Dataset rows
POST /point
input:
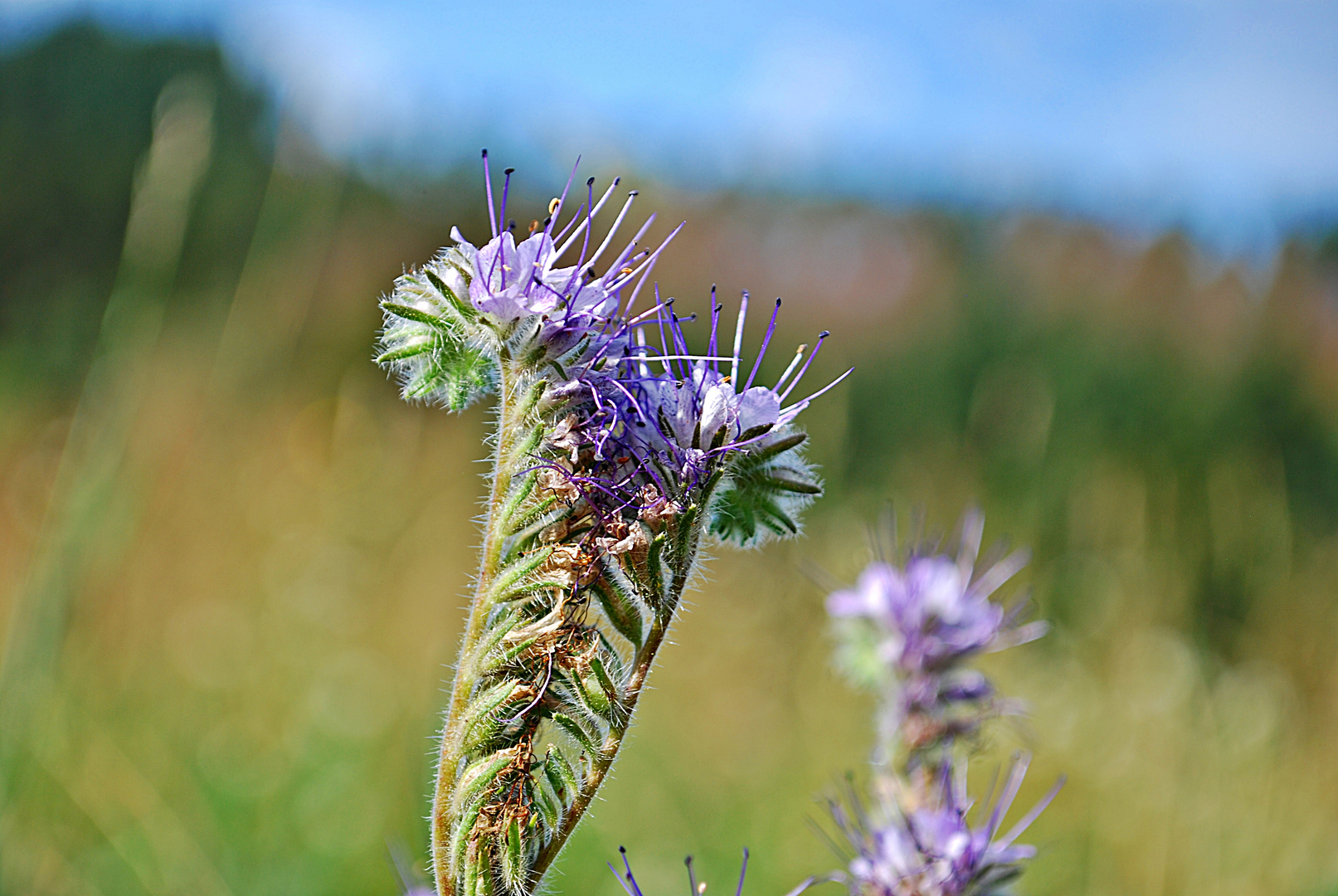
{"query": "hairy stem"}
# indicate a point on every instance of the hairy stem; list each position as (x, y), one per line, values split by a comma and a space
(449, 760)
(613, 741)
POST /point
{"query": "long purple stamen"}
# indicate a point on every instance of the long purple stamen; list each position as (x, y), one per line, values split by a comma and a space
(584, 225)
(652, 258)
(761, 352)
(585, 245)
(628, 865)
(820, 392)
(794, 363)
(487, 187)
(611, 275)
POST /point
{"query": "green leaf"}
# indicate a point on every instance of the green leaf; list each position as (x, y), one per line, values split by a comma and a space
(511, 581)
(561, 775)
(577, 732)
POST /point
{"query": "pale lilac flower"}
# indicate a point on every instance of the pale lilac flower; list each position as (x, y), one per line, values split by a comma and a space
(936, 613)
(917, 626)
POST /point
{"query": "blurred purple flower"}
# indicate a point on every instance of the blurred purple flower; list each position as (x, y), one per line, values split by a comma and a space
(932, 850)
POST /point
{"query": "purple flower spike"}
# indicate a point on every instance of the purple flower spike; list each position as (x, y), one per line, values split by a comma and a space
(910, 629)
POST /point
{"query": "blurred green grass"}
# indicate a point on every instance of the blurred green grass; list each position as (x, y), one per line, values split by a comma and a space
(229, 665)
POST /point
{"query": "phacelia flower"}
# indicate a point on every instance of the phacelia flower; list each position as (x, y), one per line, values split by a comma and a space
(629, 883)
(910, 844)
(912, 627)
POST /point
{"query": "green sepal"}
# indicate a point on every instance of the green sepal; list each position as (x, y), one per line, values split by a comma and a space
(552, 813)
(519, 494)
(785, 485)
(477, 777)
(593, 697)
(654, 570)
(528, 446)
(510, 583)
(514, 868)
(480, 725)
(407, 352)
(605, 682)
(779, 447)
(577, 732)
(460, 840)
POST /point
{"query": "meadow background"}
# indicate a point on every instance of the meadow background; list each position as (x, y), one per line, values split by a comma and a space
(233, 562)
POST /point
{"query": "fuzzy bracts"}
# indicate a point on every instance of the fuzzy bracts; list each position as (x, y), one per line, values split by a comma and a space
(615, 458)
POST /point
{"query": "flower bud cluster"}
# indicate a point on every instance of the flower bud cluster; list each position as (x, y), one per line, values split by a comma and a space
(619, 450)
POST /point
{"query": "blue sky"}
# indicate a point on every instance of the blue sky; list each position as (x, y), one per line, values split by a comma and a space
(1217, 115)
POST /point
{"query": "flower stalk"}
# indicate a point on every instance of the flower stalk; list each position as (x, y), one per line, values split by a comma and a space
(613, 460)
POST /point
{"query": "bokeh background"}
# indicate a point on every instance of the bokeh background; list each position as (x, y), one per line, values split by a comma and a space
(1084, 258)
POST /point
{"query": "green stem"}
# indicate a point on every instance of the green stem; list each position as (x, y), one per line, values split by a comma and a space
(613, 741)
(449, 760)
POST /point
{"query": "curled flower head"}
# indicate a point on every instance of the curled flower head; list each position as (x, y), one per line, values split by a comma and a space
(923, 844)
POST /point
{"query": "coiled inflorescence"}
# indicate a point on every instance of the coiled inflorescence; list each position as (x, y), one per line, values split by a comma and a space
(617, 451)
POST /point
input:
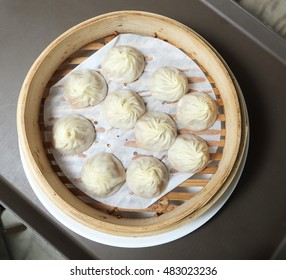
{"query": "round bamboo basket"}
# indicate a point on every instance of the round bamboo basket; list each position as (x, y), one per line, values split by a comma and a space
(178, 206)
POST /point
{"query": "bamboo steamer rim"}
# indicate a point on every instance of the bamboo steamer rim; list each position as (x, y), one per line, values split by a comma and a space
(72, 40)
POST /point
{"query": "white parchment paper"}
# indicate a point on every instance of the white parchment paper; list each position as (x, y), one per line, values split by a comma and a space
(119, 142)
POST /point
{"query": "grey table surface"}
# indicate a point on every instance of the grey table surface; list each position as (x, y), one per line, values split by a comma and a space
(253, 221)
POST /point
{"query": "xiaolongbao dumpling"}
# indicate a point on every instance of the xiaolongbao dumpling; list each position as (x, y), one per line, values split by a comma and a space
(155, 131)
(103, 175)
(189, 153)
(147, 177)
(168, 84)
(72, 135)
(123, 64)
(122, 108)
(196, 111)
(84, 87)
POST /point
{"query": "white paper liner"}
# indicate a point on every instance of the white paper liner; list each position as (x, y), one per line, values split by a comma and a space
(120, 142)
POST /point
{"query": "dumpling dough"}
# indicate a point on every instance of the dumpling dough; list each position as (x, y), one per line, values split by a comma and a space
(155, 131)
(72, 135)
(189, 154)
(103, 175)
(147, 177)
(85, 87)
(123, 64)
(196, 111)
(168, 84)
(122, 108)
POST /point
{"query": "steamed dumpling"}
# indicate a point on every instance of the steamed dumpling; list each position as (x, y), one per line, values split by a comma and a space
(196, 111)
(155, 131)
(123, 64)
(147, 177)
(168, 84)
(85, 87)
(103, 175)
(72, 135)
(122, 108)
(189, 153)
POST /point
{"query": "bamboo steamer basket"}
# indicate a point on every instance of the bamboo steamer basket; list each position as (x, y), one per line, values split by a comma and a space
(73, 47)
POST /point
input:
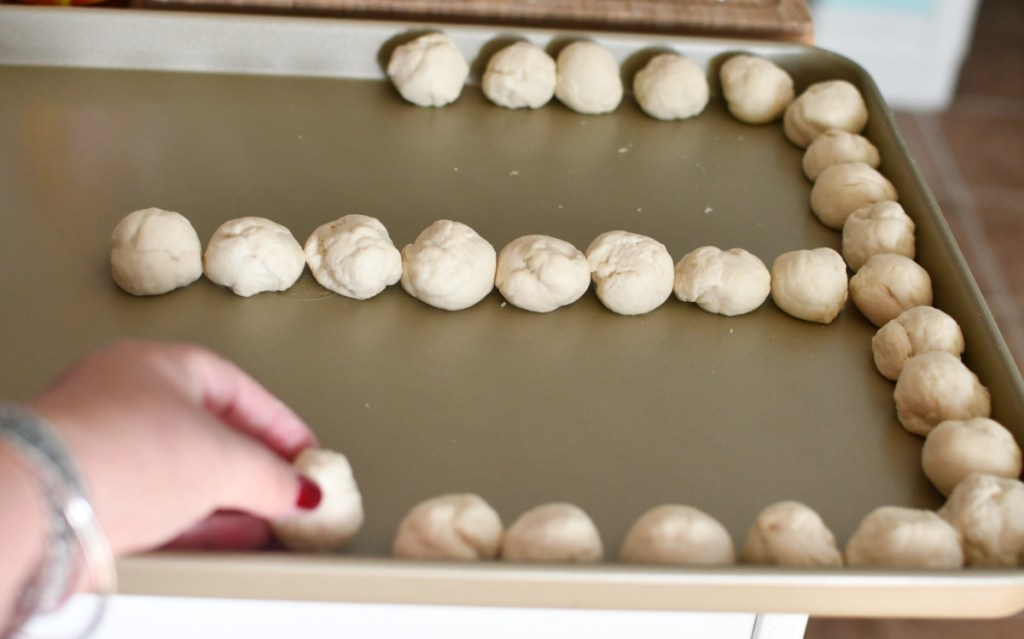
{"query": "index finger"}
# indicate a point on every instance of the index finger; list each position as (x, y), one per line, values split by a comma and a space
(241, 401)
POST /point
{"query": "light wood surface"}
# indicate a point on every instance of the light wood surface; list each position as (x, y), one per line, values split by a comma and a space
(766, 19)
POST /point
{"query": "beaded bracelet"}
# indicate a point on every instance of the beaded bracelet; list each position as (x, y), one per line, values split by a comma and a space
(74, 528)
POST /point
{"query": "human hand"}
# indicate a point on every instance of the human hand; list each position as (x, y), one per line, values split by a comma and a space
(175, 443)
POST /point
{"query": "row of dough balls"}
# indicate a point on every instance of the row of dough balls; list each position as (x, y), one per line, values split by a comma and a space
(451, 266)
(982, 523)
(430, 71)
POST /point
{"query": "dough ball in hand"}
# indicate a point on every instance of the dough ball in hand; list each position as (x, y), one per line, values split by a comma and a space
(553, 534)
(154, 252)
(730, 283)
(353, 256)
(677, 535)
(881, 227)
(904, 538)
(251, 255)
(842, 188)
(519, 76)
(839, 146)
(791, 534)
(450, 266)
(935, 387)
(757, 90)
(988, 512)
(588, 79)
(542, 273)
(887, 285)
(955, 449)
(823, 105)
(450, 526)
(429, 71)
(633, 273)
(338, 516)
(915, 331)
(810, 284)
(671, 87)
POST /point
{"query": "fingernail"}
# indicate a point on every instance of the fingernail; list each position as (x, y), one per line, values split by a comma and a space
(309, 494)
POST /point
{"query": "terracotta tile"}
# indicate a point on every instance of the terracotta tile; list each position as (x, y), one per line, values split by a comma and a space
(994, 62)
(987, 150)
(845, 629)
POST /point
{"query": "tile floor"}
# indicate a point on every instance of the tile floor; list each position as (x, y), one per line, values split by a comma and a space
(972, 156)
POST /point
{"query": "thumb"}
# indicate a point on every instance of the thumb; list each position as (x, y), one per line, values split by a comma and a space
(258, 481)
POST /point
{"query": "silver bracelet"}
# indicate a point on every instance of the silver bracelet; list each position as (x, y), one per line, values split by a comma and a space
(74, 528)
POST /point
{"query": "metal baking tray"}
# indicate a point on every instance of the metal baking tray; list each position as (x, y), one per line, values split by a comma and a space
(217, 117)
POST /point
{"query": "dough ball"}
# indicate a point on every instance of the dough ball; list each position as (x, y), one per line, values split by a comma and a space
(542, 273)
(935, 387)
(353, 256)
(955, 449)
(839, 146)
(810, 284)
(429, 71)
(756, 89)
(842, 188)
(450, 526)
(588, 79)
(633, 273)
(791, 534)
(155, 251)
(677, 535)
(449, 266)
(988, 512)
(881, 227)
(904, 538)
(828, 104)
(730, 283)
(520, 75)
(887, 285)
(251, 255)
(671, 87)
(915, 331)
(553, 534)
(338, 516)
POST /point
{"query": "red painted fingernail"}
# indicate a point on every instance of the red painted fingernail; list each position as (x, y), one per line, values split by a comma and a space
(309, 494)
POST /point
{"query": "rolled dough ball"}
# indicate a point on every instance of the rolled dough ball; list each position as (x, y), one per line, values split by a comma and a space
(887, 285)
(730, 283)
(677, 535)
(338, 516)
(823, 105)
(155, 251)
(671, 87)
(553, 534)
(353, 256)
(633, 273)
(756, 89)
(955, 449)
(542, 273)
(842, 188)
(881, 227)
(520, 75)
(988, 512)
(251, 255)
(588, 79)
(904, 538)
(935, 387)
(810, 284)
(791, 534)
(839, 146)
(450, 266)
(429, 71)
(450, 526)
(915, 331)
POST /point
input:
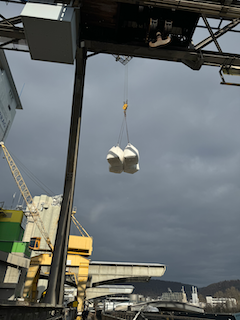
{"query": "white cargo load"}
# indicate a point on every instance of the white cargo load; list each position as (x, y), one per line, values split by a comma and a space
(115, 159)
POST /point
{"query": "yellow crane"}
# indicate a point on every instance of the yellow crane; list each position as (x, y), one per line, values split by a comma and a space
(79, 247)
(27, 197)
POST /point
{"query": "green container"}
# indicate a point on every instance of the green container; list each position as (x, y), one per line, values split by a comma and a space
(11, 231)
(15, 247)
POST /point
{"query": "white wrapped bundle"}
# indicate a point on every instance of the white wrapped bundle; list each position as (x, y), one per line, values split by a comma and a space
(131, 155)
(115, 159)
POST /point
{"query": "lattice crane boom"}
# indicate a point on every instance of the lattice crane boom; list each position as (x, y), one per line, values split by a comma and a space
(26, 195)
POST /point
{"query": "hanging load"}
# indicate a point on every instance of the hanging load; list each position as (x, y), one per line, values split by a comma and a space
(115, 159)
(123, 160)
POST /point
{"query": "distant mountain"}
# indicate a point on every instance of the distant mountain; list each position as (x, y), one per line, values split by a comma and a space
(154, 288)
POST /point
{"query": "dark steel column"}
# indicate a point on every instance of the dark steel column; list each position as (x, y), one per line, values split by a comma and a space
(55, 288)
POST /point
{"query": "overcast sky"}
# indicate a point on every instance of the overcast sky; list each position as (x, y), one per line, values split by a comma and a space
(182, 208)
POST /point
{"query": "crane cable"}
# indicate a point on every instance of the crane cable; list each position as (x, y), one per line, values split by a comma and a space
(125, 106)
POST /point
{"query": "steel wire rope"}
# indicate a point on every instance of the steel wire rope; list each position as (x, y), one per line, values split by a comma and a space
(125, 105)
(31, 176)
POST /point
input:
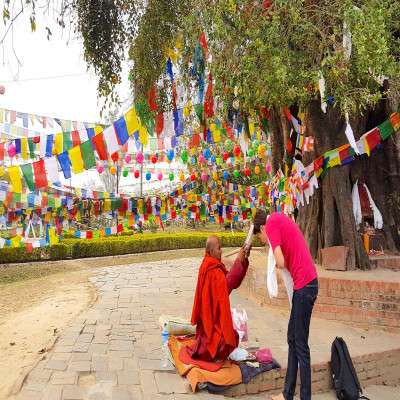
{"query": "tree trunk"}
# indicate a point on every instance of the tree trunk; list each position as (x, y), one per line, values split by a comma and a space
(328, 219)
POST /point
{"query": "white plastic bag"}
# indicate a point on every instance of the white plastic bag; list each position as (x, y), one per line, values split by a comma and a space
(239, 319)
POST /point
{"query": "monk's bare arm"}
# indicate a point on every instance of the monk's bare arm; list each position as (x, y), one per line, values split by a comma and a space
(237, 273)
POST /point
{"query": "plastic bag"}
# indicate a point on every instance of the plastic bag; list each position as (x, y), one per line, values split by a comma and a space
(239, 319)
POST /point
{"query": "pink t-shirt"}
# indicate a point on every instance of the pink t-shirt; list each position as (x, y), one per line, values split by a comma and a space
(283, 232)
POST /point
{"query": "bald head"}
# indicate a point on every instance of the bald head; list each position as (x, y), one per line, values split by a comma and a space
(213, 247)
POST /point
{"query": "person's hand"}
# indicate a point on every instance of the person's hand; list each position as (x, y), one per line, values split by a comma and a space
(242, 254)
(247, 250)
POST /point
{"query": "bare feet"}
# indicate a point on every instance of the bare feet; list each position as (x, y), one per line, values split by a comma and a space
(278, 397)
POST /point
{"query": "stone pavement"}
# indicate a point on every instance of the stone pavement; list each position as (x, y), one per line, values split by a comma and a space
(112, 352)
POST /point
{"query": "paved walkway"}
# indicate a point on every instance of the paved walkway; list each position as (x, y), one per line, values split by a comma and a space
(112, 352)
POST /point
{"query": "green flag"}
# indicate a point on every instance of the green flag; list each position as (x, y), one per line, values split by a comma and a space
(88, 155)
(386, 129)
(28, 175)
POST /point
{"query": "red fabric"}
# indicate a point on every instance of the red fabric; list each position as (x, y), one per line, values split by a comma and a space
(100, 147)
(40, 174)
(283, 232)
(209, 99)
(159, 126)
(373, 139)
(1, 151)
(186, 358)
(212, 313)
(76, 140)
(115, 156)
(203, 43)
(151, 99)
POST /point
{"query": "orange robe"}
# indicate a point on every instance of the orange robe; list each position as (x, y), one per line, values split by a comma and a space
(215, 336)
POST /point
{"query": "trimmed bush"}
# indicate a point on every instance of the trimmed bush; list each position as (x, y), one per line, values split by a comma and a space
(19, 254)
(118, 245)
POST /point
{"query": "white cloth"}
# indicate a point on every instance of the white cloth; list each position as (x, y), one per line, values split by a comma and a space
(350, 135)
(321, 85)
(51, 167)
(239, 354)
(272, 280)
(347, 42)
(356, 204)
(378, 220)
(111, 140)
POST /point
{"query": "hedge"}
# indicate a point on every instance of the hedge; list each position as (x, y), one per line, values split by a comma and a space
(117, 245)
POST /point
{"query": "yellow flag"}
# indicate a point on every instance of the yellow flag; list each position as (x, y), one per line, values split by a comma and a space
(15, 179)
(76, 159)
(132, 121)
(217, 136)
(24, 148)
(143, 136)
(58, 143)
(15, 241)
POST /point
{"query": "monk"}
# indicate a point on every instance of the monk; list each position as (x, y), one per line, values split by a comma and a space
(215, 336)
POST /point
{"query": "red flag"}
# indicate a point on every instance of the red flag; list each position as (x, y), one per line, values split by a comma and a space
(209, 99)
(151, 98)
(100, 147)
(76, 140)
(372, 139)
(174, 95)
(40, 174)
(159, 123)
(115, 156)
(203, 43)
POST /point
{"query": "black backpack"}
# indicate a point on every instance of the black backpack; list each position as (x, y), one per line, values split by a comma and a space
(345, 380)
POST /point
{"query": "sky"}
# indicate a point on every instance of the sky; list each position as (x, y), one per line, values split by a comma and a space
(53, 79)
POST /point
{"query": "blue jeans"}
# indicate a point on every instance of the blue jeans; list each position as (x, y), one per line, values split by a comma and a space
(299, 352)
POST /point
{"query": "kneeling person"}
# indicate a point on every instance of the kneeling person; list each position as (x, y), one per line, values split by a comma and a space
(215, 336)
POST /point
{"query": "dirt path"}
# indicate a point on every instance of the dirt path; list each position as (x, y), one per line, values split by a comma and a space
(37, 302)
(32, 314)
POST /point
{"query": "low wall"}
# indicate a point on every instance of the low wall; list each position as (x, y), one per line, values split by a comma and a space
(358, 302)
(372, 369)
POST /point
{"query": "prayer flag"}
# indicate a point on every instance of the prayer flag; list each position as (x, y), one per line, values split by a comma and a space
(88, 155)
(121, 130)
(346, 154)
(76, 160)
(51, 169)
(159, 123)
(67, 144)
(17, 146)
(58, 145)
(28, 175)
(15, 179)
(76, 140)
(99, 146)
(49, 145)
(209, 99)
(308, 144)
(111, 139)
(65, 164)
(31, 148)
(371, 140)
(395, 121)
(132, 121)
(386, 129)
(143, 135)
(90, 132)
(40, 174)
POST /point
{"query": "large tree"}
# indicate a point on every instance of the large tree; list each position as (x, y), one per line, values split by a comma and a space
(272, 54)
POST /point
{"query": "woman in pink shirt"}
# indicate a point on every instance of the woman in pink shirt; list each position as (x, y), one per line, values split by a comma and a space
(291, 252)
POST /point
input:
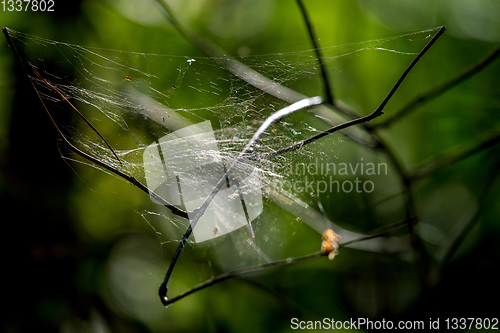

What you will do
How many lines in the rows above contain the string "head"? Reply with the number alone.

In response
4